This article is part 1 of 3 discussing motorized door control. Each part will discuss a specific motor type, as well as a specific limit switch type. In this article I will focus on using servos for motion and optical limit switches. Part 2 will discuss DC motors using mechanical limit switches, and finally part 3 will discuss stepper motors using magnetic switches and hall-effect sensors. You can mix and match motor types with limit switch types as your project / application dictates. I will also discuss a few projects in which these ideas can be implemented.

Opening Doors with Servos

In the hobby world, moving linkages and small assemblies can easily be done with standard hobby servos. They’re used in many radio control planes, boats and cars. In fact I have used hobby servos for many years in various projects to move and control mechanical systems in many projects. I have even used them to open and close small doors.

Figure 1

In Figure 1 you can see a project listed on the Savage///Circuits website called, “Build A Better Mousetrap”. This project uses a standard hobby servo to open and close a trap door, allowing you to capture a mouse without injuring it. A BASIC Stamp 2 MCU reads an infrared sensor and controls the servo, which is a standard hobby servo. The nice thing about standard servos is that you can control position based on the pulse value sent to the servo. Standard servos have internal feedback and know their position, but are limited to about 90-180 degrees of motion.

Standard servos can be used to control valves and large mechanical switch assemblies. But if you need to move something with a servo that requires more range than a standard servo, then you might need to use a continuous rotation servo. A continuous rotation servo is modified to allow the servo to continuously spin, but at the cost of no longer having positional feedback, and it lacks the ability to stop at a specific position. In a sense they’re more similar to a geared DC motor, except that they still require pulses to control. They do not, however, require a motor controller, making them easier to use in applications that don’t require a high degree of torque or speed.

Schoolhouse Greenhouse

A middle-school technology team contacted me at Parallax Tech Support one day about a project they were working on. This team of girls was creating a model greenhouse using a BASIC Stamp Microcontroller and a Parallax Continuous Rotation Servo. The group was trying to open and close a door on the greenhouse to regulate air flow but quickly realized they could not get consistent control of the servo. Turning it for the same number of pulses in one direction or the other did not result in the same amount of movement each way.

########################################

INSTRUCTIONS:
1/ From the article on motorized door control, list the kinds of radio control vehicles in which it says hobby servos are used.
2/ Count the lines of the records that contain the string "green", treating case as significant. Give only the number.

########################################

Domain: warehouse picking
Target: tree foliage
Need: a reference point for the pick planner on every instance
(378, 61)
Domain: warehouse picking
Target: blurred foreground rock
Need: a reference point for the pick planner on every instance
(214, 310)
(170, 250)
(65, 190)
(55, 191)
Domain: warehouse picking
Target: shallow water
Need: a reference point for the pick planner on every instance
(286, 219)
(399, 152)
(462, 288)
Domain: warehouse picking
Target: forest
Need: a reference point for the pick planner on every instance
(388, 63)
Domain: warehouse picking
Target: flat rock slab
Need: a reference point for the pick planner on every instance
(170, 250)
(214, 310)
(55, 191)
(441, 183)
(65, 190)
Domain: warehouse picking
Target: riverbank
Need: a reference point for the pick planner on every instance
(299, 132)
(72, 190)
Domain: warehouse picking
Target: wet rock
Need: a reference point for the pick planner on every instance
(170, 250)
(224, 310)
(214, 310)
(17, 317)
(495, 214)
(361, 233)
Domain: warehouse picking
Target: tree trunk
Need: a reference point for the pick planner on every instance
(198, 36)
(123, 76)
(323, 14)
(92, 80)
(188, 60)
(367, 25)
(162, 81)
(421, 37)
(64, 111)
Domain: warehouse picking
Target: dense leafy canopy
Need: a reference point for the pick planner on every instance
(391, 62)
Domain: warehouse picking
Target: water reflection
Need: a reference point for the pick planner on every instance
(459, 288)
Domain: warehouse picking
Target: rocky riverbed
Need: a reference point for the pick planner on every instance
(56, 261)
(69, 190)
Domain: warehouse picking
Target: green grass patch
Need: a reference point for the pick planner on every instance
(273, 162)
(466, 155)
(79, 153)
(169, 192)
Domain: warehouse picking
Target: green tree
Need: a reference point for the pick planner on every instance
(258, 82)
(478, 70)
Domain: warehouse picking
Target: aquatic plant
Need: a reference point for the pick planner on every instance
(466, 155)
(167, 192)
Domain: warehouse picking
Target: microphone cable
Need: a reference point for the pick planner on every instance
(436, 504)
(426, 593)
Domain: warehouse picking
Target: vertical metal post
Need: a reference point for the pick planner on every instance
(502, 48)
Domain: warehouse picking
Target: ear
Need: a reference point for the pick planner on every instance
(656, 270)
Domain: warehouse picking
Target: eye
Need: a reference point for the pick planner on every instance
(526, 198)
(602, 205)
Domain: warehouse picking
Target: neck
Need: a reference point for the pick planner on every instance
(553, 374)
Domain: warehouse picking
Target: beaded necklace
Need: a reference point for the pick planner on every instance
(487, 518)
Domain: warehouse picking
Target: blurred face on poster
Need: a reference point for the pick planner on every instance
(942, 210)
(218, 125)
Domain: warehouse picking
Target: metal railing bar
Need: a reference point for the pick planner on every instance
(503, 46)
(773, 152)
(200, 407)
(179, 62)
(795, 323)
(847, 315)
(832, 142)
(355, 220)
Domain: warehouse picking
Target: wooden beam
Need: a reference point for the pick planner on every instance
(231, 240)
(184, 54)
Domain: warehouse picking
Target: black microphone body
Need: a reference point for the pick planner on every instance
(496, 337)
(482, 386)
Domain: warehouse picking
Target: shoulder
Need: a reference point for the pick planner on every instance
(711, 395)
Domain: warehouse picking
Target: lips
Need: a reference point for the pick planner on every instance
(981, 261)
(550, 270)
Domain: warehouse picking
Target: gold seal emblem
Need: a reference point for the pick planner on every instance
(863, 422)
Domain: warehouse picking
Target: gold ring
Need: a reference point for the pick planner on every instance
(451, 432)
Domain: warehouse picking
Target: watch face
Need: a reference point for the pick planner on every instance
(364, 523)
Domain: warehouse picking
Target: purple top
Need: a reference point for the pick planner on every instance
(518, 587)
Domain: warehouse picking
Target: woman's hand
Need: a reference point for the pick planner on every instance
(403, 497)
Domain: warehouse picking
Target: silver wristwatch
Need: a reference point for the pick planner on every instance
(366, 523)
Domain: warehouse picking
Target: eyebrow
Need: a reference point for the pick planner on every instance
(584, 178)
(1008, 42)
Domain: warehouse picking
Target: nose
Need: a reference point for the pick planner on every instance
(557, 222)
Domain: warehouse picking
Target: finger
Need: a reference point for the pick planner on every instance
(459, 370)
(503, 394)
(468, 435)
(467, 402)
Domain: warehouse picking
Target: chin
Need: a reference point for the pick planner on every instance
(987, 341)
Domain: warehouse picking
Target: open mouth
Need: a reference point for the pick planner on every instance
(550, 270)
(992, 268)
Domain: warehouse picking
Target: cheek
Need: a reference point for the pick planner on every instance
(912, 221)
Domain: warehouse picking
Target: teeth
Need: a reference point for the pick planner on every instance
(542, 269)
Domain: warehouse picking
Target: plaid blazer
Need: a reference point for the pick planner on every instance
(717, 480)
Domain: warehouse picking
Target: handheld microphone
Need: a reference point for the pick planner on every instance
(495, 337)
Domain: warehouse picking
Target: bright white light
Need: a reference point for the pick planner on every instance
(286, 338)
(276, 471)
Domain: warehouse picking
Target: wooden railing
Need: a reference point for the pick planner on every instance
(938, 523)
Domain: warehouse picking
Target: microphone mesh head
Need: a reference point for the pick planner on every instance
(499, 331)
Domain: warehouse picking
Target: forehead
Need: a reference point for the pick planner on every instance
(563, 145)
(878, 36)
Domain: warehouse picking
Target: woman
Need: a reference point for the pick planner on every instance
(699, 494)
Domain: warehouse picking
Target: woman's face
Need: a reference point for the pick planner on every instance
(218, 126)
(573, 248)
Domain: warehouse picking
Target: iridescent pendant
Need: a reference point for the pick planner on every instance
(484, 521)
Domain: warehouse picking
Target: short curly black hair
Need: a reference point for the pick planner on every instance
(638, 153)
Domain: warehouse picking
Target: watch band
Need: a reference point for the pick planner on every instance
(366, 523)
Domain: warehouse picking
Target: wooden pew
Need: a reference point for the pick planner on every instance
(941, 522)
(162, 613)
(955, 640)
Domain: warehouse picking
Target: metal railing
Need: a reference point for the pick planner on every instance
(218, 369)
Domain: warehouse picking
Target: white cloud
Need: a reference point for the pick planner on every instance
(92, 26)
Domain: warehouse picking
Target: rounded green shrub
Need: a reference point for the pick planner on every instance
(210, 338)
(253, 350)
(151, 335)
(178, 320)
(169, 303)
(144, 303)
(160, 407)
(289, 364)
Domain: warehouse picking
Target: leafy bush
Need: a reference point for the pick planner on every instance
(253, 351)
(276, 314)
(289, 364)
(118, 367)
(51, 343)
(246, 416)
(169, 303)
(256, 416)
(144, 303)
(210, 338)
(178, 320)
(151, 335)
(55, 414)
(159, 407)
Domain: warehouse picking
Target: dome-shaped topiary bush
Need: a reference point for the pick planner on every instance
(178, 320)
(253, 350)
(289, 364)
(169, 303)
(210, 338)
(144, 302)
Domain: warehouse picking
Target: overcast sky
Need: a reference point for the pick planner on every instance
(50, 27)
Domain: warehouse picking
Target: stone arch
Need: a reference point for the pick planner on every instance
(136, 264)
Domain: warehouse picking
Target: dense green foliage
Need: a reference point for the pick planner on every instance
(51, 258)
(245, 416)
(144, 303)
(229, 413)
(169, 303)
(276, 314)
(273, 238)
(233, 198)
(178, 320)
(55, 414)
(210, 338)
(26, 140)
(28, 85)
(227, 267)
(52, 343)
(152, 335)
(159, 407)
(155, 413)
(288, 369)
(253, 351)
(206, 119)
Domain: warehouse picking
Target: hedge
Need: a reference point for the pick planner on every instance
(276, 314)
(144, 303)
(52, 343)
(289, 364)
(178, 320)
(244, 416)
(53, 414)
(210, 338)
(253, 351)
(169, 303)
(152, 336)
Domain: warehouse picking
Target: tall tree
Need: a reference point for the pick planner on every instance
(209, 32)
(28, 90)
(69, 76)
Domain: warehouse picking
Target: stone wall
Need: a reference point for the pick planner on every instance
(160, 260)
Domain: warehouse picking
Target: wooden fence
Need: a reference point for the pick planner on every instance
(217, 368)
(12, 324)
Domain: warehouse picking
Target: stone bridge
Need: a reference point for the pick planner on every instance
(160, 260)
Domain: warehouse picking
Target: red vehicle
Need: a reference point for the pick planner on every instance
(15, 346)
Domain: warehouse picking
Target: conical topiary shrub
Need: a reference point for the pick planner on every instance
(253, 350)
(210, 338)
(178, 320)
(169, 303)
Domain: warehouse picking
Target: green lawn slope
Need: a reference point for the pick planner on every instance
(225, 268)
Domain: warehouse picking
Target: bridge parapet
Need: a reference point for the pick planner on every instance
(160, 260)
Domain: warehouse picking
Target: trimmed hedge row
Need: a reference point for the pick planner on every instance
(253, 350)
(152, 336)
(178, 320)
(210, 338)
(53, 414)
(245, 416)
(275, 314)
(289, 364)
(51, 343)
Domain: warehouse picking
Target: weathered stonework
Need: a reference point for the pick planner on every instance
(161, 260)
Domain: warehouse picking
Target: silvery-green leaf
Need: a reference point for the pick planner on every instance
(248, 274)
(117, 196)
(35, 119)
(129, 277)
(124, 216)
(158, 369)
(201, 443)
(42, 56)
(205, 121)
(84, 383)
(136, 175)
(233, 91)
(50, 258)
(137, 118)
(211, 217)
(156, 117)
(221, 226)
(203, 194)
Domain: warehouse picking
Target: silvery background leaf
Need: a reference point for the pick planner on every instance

########################################

SOLUTIONS BELOW:
1/ Planes, boats, and cars.

2/ 6